**TEKS BACAAN**
Saya beberapa kali ingin menceritakan hal ini dari
kemarin-kemarin, tapi tidak jadi-jadi juga.
Tapi dengan beberapa pertimbangan, akhirnya saya putuskan untuk membagi
cerita terkait dengan BPJS Kesehatan dan JKN.
Sebenarnya niat terlaksananya jamkesnas melalui BPJS mulia
adanya, yaitu menyediakan layanan kesehatan murah, bahkan gratis untuk semua
kalangan masyarakat. Saya sendiri karena
seorang PNS, otomatis adalah penggunan layanan Askes, yang otomatis pula sekarang
menjadi pengguna Jamkesnas, atau orang-orang biasa menyebutnya BPJS (Badan Penyelenggara Jaminan Sosial).
Tapi saya sendiri justru baru mengetahui tentang BPJS ini
sendiri tatkala harus berurusan dengan rumah sakit karena istri yang dioperasi
akhir Februari yang lalu. Ironisnya,
saya yang seharusnya sudah bisa menggunakan layanan BPJS terhitung saat pertama
kali masuk rumah sakit, justru tidak bisa menggunakannya, disamping memang
karena ketidaktahuan saya akan sistem yang baru diterapkan awal tahun 2014 ini,
juga karena dokter dan perawat yang bertugas di IGD, ruang operasi sampai ruang
ICU tak memberitahu apalagi menyarankan saya untuk menggunakan layanan BPJS
yang sumber dananya dari potongan gaji saya beberapa persen setiap bulannya.

Data kotak pembatas:
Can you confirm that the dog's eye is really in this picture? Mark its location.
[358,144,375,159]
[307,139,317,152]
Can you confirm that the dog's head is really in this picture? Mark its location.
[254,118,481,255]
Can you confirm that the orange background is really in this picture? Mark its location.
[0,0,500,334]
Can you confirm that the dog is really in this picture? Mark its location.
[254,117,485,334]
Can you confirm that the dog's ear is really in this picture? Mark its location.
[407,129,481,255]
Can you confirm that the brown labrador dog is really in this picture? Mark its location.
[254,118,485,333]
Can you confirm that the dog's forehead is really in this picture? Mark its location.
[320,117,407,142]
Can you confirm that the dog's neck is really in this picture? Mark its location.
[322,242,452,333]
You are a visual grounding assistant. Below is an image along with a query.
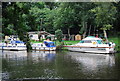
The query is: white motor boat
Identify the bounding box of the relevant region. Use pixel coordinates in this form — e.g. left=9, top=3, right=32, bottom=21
left=0, top=41, right=27, bottom=51
left=31, top=41, right=56, bottom=51
left=64, top=36, right=115, bottom=53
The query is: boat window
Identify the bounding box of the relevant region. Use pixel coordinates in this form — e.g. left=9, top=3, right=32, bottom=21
left=50, top=43, right=54, bottom=46
left=80, top=41, right=84, bottom=43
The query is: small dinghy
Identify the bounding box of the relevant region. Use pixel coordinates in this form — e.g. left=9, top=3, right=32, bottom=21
left=0, top=41, right=27, bottom=51
left=64, top=36, right=115, bottom=53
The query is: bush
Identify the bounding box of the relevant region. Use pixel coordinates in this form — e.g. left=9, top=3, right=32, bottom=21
left=55, top=29, right=63, bottom=42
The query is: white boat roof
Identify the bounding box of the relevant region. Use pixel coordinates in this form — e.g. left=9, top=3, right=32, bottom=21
left=83, top=36, right=102, bottom=40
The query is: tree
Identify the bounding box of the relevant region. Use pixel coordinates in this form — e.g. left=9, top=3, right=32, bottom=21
left=55, top=29, right=63, bottom=42
left=91, top=3, right=117, bottom=42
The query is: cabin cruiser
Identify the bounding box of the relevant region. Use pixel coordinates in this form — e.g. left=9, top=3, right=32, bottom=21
left=31, top=41, right=56, bottom=51
left=0, top=40, right=27, bottom=51
left=64, top=36, right=115, bottom=53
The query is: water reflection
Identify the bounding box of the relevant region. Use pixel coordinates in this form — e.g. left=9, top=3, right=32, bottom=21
left=68, top=52, right=118, bottom=79
left=1, top=51, right=118, bottom=79
left=68, top=52, right=115, bottom=70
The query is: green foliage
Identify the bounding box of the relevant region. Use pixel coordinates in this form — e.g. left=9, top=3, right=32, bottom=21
left=55, top=29, right=63, bottom=42
left=91, top=3, right=117, bottom=30
left=2, top=2, right=120, bottom=43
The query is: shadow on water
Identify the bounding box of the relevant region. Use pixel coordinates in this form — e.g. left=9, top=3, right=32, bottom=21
left=1, top=51, right=120, bottom=79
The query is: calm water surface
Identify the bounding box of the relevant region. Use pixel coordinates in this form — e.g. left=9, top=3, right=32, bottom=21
left=0, top=51, right=120, bottom=79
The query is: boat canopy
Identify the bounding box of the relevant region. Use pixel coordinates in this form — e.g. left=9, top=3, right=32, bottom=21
left=83, top=36, right=102, bottom=40
left=44, top=41, right=56, bottom=47
left=80, top=36, right=103, bottom=44
left=10, top=41, right=24, bottom=44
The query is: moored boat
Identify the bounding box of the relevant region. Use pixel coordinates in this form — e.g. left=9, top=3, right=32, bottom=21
left=0, top=41, right=27, bottom=51
left=64, top=36, right=115, bottom=53
left=31, top=41, right=56, bottom=51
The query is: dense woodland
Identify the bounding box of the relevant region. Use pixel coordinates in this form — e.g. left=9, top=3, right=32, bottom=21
left=2, top=2, right=120, bottom=39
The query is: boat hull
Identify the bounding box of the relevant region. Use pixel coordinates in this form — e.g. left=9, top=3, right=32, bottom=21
left=64, top=46, right=115, bottom=53
left=0, top=46, right=27, bottom=51
left=32, top=47, right=56, bottom=51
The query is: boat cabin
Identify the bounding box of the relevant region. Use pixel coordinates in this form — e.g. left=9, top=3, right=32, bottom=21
left=80, top=36, right=104, bottom=44
left=44, top=41, right=56, bottom=47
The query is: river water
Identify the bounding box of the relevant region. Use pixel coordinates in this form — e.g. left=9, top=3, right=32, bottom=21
left=0, top=51, right=120, bottom=79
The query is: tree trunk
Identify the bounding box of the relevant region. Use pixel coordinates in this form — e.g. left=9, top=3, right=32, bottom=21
left=83, top=22, right=87, bottom=38
left=68, top=28, right=70, bottom=40
left=103, top=30, right=108, bottom=42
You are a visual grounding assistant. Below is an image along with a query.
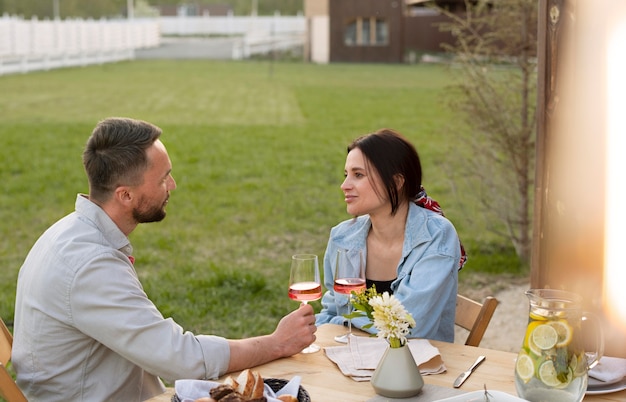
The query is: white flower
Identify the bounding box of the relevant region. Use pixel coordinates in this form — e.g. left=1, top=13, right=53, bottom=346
left=369, top=292, right=415, bottom=348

**LATIHAN 1**
Jawablah pertanyaan berikut berdasarkan teks tentang BPJS Kesehatan.
(a) Mengapa pencerita otomatis menjadi pengguna layanan Askes?
(b) Kapan istri pencerita dioperasi?
(c) Dari mana sumber dana layanan BPJS yang dimiliki pencerita?
**LATIHAN 2**
Lanjutkan teks tentang BPJS Kesehatan mulai dari kalimat terakhirnya.

**JAWABAN BENAR 1**
(a) Karena pencerita adalah seorang PNS.
(b) Pada akhir Februari yang lalu.
(c) Dari potongan gaji pencerita sebesar beberapa persen setiap bulannya.

**JAWABAN BENAR 2**
Pertama kali mau masuk ruang operasi, memang ada samar
perawat yang menanyakan kepada saya : ”Pakai Askes/BPJS nggak pak? Semenatra
pakai umum aja ya pak?”
‘Pakai umum’ artinya, saya dan istri terhitung sebagai
pasien umum, yang juga harus menggunakan resep umum/non BPJS, artinya hak saya
sebagai pengguna BPJS tidak diberitahukan sama sekali, saya yang dalam keadaan
panik tentu saja hanya bisa mengiyakan tawaran petugas tanpa tahu sama sekali
konsekuensi dari kata “iya’ yang baru saya ucapkan.
Benar saja, baru beberapa saat masuk ruang operasi, dokter
anaestesi sudah memberikan resep yang harus ditebus di loket apotik umum,
artinya tentu harus membayar, yang nominalnya lebih dari satu juta rupiah. Tak berhenti sampai, disitu, tak lama datang
lagi resep dari dokter kandungan yang menyarankan operasi isteri saya, dan
beberapa lembar kertas resep lagi, hingga kalau dihitung-hitung dalam waktu tak
sampai jam, ada sekitar 4 juta rupiah yang harus dikeluarkan untuk menebus
resep.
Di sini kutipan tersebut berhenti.